§ TASK OBJECTIVE
Transcribe the listing below word for word.
=== MATERIAL ===
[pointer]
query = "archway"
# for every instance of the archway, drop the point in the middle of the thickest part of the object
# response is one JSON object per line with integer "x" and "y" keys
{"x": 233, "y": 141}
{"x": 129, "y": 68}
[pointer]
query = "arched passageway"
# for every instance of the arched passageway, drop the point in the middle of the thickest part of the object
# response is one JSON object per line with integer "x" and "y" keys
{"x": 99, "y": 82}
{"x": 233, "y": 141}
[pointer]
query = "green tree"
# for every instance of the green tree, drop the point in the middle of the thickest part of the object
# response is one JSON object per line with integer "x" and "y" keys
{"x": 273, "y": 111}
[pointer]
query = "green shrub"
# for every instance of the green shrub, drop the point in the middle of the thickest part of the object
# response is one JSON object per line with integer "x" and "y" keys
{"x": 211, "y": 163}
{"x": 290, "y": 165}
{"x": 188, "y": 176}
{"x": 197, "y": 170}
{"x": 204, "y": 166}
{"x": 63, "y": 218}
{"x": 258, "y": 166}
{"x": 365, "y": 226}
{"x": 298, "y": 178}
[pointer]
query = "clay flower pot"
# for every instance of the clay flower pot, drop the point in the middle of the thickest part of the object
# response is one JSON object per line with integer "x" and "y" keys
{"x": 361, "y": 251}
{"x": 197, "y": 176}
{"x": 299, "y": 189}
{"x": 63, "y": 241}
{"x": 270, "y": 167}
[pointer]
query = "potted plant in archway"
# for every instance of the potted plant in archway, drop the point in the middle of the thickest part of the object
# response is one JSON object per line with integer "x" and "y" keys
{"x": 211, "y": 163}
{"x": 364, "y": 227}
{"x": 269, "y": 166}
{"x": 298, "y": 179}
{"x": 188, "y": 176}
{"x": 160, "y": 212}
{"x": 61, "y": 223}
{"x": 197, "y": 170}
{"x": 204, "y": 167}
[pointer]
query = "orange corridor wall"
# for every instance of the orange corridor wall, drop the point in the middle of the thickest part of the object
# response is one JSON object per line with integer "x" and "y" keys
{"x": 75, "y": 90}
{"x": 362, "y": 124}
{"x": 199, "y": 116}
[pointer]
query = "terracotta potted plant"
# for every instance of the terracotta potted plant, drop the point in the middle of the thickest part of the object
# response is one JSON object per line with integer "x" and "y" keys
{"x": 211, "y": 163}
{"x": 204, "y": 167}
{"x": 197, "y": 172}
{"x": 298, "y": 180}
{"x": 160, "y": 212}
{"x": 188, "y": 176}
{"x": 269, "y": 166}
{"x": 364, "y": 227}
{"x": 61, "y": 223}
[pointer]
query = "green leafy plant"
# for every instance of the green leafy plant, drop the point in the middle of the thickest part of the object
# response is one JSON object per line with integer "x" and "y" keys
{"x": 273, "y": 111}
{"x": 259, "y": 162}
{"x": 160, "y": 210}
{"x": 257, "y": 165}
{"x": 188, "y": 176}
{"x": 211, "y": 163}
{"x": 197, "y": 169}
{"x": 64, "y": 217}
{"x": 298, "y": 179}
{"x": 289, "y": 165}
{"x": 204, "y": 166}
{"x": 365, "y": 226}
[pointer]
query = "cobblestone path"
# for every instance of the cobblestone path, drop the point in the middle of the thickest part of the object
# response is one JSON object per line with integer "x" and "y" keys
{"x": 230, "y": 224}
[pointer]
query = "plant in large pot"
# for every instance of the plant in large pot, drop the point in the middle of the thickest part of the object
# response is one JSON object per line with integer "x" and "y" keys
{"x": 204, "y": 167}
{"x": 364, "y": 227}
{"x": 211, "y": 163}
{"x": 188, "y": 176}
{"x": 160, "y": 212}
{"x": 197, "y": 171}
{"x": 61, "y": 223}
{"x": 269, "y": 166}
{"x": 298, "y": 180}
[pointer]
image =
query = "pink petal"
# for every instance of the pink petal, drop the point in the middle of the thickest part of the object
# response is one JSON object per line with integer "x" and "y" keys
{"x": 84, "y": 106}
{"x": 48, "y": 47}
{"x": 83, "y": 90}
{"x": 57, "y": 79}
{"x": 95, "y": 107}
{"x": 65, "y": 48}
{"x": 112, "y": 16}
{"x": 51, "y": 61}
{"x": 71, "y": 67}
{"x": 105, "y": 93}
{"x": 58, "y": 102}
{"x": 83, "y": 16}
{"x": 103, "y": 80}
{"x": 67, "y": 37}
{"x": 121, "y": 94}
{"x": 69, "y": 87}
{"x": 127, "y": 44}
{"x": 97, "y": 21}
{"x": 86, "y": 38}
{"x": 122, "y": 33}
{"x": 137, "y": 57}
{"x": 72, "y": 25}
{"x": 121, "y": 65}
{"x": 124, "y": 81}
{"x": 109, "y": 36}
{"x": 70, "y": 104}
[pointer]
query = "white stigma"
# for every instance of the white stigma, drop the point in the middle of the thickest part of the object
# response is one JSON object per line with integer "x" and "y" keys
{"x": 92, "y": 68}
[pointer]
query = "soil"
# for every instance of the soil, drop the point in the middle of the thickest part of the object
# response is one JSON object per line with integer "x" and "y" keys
===
§ SOLUTION TO THIS EXERCISE
[pointer]
query = "archway"
# for every instance of the archway, drop the point in the middle of the thickest part of the object
# response is one JSON object per line with integer "x" and "y" keys
{"x": 233, "y": 141}
{"x": 129, "y": 68}
[pointer]
query = "arched passageway"
# for every instance of the arched passageway, drop the point in the middle of the thickest part of the object
# response is one JSON object per line with integer "x" and "y" keys
{"x": 99, "y": 82}
{"x": 233, "y": 141}
[pointer]
query = "green tree"
# for every instance of the green tree, drop the point in the middle of the thickest part of the object
# response is one JSON object per line with integer "x" and "y" keys
{"x": 273, "y": 111}
[pointer]
query = "green shrub"
# for every instance of the green shrub, drop the point in the middle of the thickest part of the object
# response is one JSON object per line with integer "x" and "y" keys
{"x": 211, "y": 163}
{"x": 290, "y": 165}
{"x": 188, "y": 176}
{"x": 197, "y": 170}
{"x": 204, "y": 166}
{"x": 63, "y": 218}
{"x": 258, "y": 166}
{"x": 365, "y": 226}
{"x": 298, "y": 178}
[pointer]
query = "clay flower pot"
# for every instance of the clay flower pot, drop the point in the middle of the thickest part of the object
# response is one JSON object per line with integer "x" and "y" keys
{"x": 361, "y": 251}
{"x": 197, "y": 176}
{"x": 299, "y": 189}
{"x": 63, "y": 241}
{"x": 270, "y": 167}
[pointer]
query = "potted plant in archway"
# for every instance of the potted plant in archway, drop the point in the middle of the thickest part of the object
# response is one JSON object per line with integer "x" and "y" keys
{"x": 211, "y": 163}
{"x": 364, "y": 227}
{"x": 269, "y": 166}
{"x": 298, "y": 179}
{"x": 188, "y": 176}
{"x": 160, "y": 212}
{"x": 61, "y": 223}
{"x": 197, "y": 170}
{"x": 204, "y": 167}
[pointer]
query = "orange corridor wall"
# for every instance of the orange corridor wall, drop the point in the middle of the thickest part of the object
# response is one JSON object per line with integer "x" and "y" keys
{"x": 75, "y": 90}
{"x": 362, "y": 124}
{"x": 199, "y": 116}
[pointer]
query = "terracotta potted plant"
# for every instance of the terracotta potted plant, drop the point in the middle of the thickest part of the object
# response is one JSON object per line with integer "x" and "y" keys
{"x": 211, "y": 163}
{"x": 204, "y": 167}
{"x": 197, "y": 172}
{"x": 298, "y": 180}
{"x": 160, "y": 212}
{"x": 188, "y": 176}
{"x": 269, "y": 166}
{"x": 364, "y": 227}
{"x": 61, "y": 223}
[pointer]
query = "green leafy plant"
# for every instance of the green leafy plant, drop the point in the middle of the thickest part of the object
# response is one JSON object per line with integer "x" and "y" keys
{"x": 273, "y": 111}
{"x": 259, "y": 162}
{"x": 160, "y": 210}
{"x": 257, "y": 165}
{"x": 188, "y": 176}
{"x": 211, "y": 163}
{"x": 197, "y": 169}
{"x": 64, "y": 217}
{"x": 298, "y": 179}
{"x": 289, "y": 165}
{"x": 204, "y": 166}
{"x": 365, "y": 226}
[pointer]
query = "cobblestone path"
# for every instance of the cobblestone path, drop the point in the middle of the thickest part of the object
# response is one JSON object per line with integer "x" and "y" keys
{"x": 230, "y": 224}
[pointer]
query = "plant in large pot"
# for every instance of the plant in large pot, drop the point in the middle of the thickest part of the object
# response is one JSON object per line with integer "x" and "y" keys
{"x": 204, "y": 167}
{"x": 364, "y": 227}
{"x": 211, "y": 163}
{"x": 188, "y": 176}
{"x": 160, "y": 212}
{"x": 197, "y": 171}
{"x": 61, "y": 223}
{"x": 269, "y": 166}
{"x": 298, "y": 180}
[pointer]
image =
query = "pink petal"
# for every instance of the pink petal, drop the point in the middle of the thickest part of the object
# response is one JSON object per line with integer "x" and "y" keys
{"x": 84, "y": 106}
{"x": 48, "y": 47}
{"x": 83, "y": 90}
{"x": 57, "y": 79}
{"x": 95, "y": 107}
{"x": 65, "y": 48}
{"x": 112, "y": 16}
{"x": 51, "y": 61}
{"x": 71, "y": 67}
{"x": 105, "y": 93}
{"x": 58, "y": 102}
{"x": 83, "y": 16}
{"x": 103, "y": 80}
{"x": 67, "y": 37}
{"x": 121, "y": 94}
{"x": 69, "y": 87}
{"x": 127, "y": 44}
{"x": 97, "y": 21}
{"x": 86, "y": 38}
{"x": 122, "y": 33}
{"x": 137, "y": 57}
{"x": 72, "y": 25}
{"x": 121, "y": 65}
{"x": 124, "y": 81}
{"x": 109, "y": 36}
{"x": 70, "y": 104}
[pointer]
query = "white stigma"
# for every instance of the white stigma, drop the point in the middle of the thickest part of the object
# response is one JSON object per line with integer "x" and "y" keys
{"x": 92, "y": 68}
[pointer]
query = "soil"
# for every instance of the soil, drop the point in the middle of the thickest part of the object
# response is one JSON object per line with integer "x" and "y" keys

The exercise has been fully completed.